Take the line containing "of the double" and all lines after it to the end of the records, and output them exactly.
— Begin Records shown —
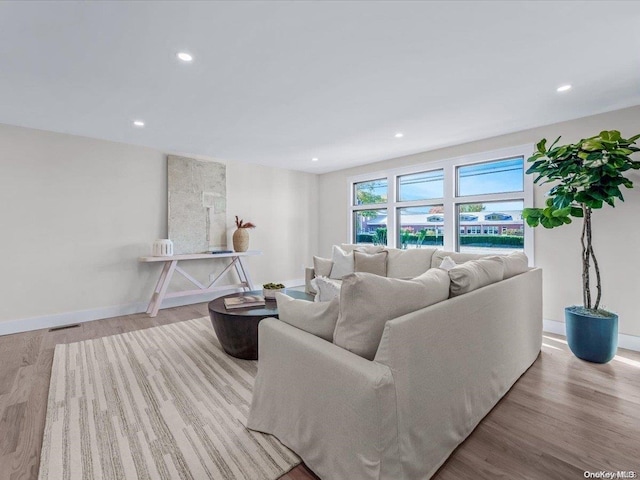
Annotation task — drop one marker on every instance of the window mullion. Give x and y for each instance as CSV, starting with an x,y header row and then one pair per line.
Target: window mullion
x,y
392,211
450,233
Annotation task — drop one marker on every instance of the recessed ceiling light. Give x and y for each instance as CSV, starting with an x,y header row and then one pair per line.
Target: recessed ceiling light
x,y
184,56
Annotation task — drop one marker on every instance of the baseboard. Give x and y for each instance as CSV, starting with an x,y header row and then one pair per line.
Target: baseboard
x,y
70,318
630,342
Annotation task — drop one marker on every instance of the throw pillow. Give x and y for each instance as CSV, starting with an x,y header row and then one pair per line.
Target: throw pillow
x,y
367,248
322,266
375,263
475,274
447,263
342,263
327,289
457,257
408,263
514,264
368,301
318,319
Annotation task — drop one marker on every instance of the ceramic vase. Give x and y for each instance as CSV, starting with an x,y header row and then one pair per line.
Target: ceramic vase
x,y
241,240
162,248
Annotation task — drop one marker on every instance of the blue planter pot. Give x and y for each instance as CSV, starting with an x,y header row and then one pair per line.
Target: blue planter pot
x,y
594,339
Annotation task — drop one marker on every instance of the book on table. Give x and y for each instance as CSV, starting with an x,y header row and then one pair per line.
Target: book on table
x,y
244,301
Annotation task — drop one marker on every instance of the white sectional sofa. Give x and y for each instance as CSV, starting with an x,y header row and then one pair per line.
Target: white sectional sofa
x,y
436,373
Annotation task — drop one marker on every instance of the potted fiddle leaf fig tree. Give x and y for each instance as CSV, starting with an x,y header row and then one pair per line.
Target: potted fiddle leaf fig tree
x,y
585,175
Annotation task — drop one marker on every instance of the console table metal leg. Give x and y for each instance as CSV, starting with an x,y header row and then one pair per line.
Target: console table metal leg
x,y
161,288
245,274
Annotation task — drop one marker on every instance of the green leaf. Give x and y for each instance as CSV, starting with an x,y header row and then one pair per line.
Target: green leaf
x,y
563,212
577,212
541,145
605,135
591,145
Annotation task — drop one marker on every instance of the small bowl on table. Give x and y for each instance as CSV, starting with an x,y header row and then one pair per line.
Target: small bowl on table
x,y
269,290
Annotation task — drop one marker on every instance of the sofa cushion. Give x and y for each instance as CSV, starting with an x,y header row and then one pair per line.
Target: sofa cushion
x,y
375,263
322,266
408,263
318,319
368,301
342,263
447,263
362,247
457,257
326,288
514,264
475,274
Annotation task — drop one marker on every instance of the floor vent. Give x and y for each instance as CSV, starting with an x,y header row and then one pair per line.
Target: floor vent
x,y
64,327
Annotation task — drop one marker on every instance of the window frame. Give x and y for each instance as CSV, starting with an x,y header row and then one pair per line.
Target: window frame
x,y
450,200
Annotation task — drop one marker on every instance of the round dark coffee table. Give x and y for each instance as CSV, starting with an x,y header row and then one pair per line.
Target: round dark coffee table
x,y
237,329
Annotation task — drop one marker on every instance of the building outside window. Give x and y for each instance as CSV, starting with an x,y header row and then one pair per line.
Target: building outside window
x,y
467,204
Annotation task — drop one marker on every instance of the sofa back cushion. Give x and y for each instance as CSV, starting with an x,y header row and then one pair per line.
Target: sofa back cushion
x,y
514,264
475,274
408,263
342,262
326,288
322,266
318,319
368,301
375,263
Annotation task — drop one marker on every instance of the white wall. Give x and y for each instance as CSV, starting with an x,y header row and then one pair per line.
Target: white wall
x,y
557,251
75,213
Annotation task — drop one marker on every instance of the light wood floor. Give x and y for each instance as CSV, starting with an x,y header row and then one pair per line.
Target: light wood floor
x,y
564,416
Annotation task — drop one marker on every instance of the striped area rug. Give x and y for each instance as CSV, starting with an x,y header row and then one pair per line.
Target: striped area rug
x,y
160,403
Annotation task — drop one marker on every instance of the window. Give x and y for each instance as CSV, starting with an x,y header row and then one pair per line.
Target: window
x,y
467,204
370,226
421,186
497,176
418,228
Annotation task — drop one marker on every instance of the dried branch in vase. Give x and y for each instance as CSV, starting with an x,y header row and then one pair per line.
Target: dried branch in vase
x,y
242,224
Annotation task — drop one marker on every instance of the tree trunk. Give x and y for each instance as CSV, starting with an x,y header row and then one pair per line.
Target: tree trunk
x,y
587,256
585,239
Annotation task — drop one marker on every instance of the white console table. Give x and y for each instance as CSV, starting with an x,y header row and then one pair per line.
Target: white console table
x,y
171,266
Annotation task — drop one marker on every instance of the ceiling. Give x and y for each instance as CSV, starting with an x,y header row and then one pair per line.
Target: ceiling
x,y
279,83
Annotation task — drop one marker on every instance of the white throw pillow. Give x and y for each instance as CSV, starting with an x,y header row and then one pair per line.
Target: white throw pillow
x,y
514,264
447,263
318,319
322,266
368,301
475,274
408,263
342,263
362,247
457,257
327,289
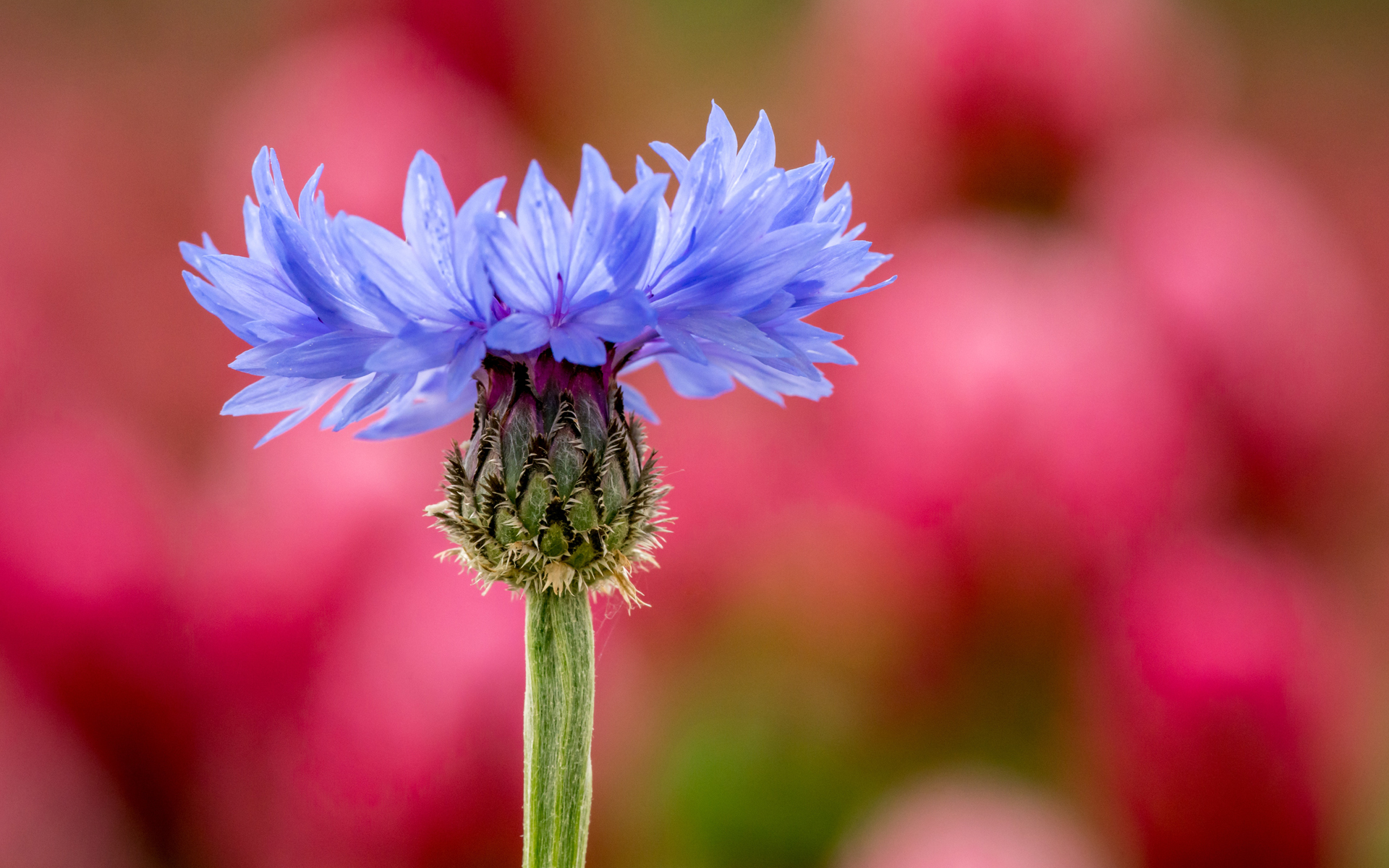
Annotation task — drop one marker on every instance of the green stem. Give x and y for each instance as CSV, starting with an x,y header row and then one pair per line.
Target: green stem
x,y
558,728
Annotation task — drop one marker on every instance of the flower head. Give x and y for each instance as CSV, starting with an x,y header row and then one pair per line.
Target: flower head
x,y
713,286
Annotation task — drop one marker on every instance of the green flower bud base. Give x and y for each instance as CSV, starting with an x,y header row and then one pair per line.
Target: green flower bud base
x,y
556,489
557,496
558,728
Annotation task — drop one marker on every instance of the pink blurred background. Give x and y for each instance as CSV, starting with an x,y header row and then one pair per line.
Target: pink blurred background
x,y
1087,564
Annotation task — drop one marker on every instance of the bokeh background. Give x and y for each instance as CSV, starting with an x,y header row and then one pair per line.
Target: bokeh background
x,y
1085,566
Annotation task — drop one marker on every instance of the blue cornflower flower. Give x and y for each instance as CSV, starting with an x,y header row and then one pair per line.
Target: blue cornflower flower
x,y
572,284
528,323
745,253
713,288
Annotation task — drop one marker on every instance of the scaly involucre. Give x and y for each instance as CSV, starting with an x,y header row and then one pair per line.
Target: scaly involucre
x,y
713,288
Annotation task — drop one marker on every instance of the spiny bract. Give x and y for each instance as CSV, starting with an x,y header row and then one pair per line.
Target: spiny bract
x,y
556,489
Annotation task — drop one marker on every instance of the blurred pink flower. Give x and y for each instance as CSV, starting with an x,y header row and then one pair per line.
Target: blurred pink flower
x,y
995,103
478,36
1231,709
84,605
57,806
362,101
972,821
356,691
1025,399
1257,291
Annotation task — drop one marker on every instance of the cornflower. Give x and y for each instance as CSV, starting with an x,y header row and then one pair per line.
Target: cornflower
x,y
528,323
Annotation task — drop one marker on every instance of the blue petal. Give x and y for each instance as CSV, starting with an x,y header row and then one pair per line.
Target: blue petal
x,y
331,354
255,359
545,226
768,382
804,192
427,217
422,409
759,152
258,291
416,350
520,332
720,132
509,265
459,374
699,196
469,261
279,393
578,344
682,342
367,396
313,401
389,263
255,243
417,413
734,332
617,320
692,380
674,158
634,231
593,211
208,295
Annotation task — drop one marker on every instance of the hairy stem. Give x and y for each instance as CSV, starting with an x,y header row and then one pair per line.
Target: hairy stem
x,y
558,728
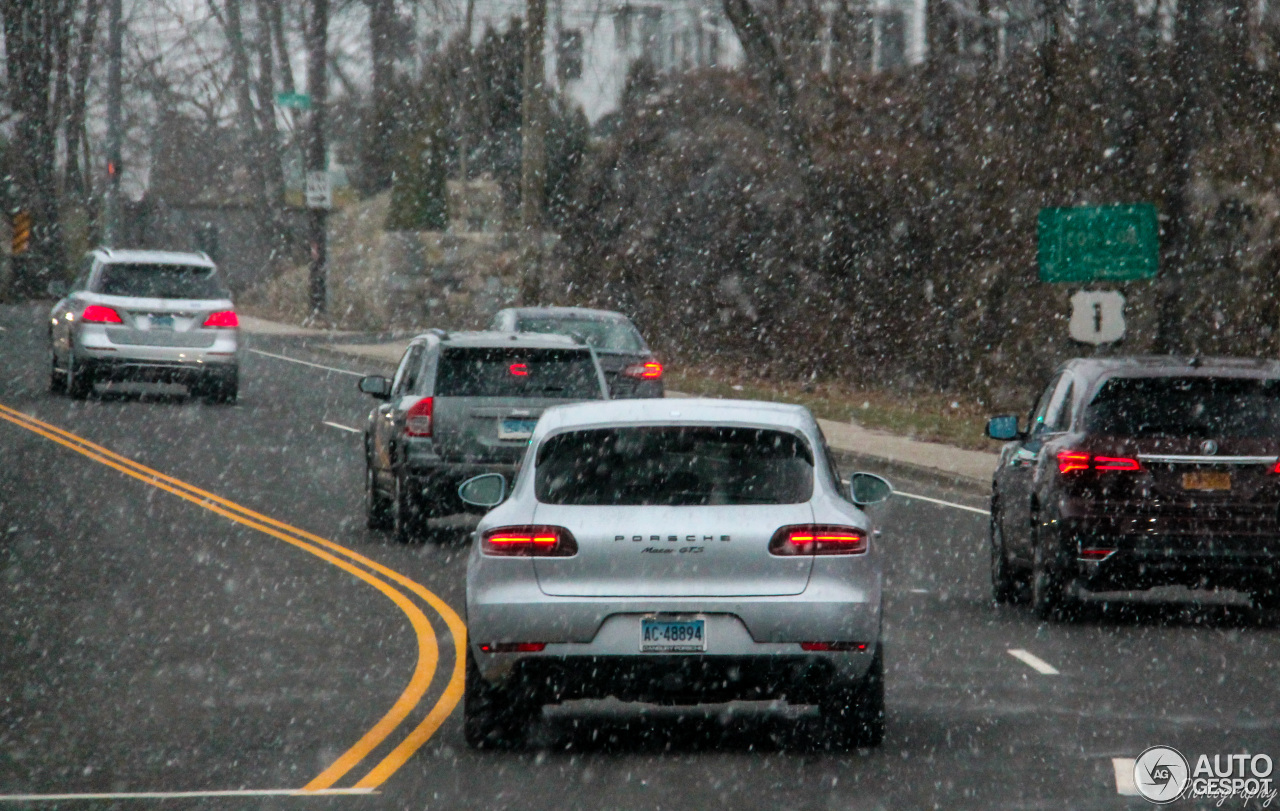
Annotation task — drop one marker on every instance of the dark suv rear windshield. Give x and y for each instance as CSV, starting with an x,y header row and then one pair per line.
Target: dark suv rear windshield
x,y
602,334
160,282
675,466
519,371
1196,407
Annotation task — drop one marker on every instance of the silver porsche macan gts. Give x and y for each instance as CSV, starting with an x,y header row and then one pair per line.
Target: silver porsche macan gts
x,y
675,551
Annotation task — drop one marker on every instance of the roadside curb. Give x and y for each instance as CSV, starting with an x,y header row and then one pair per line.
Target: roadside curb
x,y
851,461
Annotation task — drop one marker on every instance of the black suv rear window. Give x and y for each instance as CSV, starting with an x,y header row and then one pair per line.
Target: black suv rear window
x,y
675,466
517,371
160,282
1196,407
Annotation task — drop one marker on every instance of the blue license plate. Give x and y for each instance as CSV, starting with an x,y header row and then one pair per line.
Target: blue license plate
x,y
672,636
516,429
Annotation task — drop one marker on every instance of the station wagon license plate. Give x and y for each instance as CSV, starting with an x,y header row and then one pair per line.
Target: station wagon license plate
x,y
1206,480
672,636
513,427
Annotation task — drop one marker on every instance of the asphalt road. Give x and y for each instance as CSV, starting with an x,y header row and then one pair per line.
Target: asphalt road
x,y
190,603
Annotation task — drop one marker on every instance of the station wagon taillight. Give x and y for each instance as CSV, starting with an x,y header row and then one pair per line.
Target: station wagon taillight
x,y
417,421
222,319
529,541
818,539
1073,461
649,370
97,314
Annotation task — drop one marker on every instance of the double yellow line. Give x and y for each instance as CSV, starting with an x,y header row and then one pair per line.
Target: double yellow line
x,y
397,587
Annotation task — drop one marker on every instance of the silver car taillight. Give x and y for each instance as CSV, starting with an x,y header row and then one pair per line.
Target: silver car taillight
x,y
529,541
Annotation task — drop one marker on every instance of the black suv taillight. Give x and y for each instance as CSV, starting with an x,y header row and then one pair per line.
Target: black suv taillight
x,y
1073,461
529,541
818,539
— End Records shown —
## Finished answer
Annotation task — drop one marker on every instance of the double yellow line. Give x and y for each instance as CSV, starting with an x,y header row and then one pair per line.
Target: double yellow line
x,y
397,587
Annotation task — drop one marker on every instance of the silver car taillight. Give x and y for each instance as CSV, starting with an x,y header row and then one pair per line.
Target: silver car taillight
x,y
529,541
Annotation task — drop one marker on every instance of the black suv taillight. Give x and y for each instance as CSV, starting with an x,y header row and then one pair per line.
Target: black suv taillight
x,y
1073,461
529,541
818,539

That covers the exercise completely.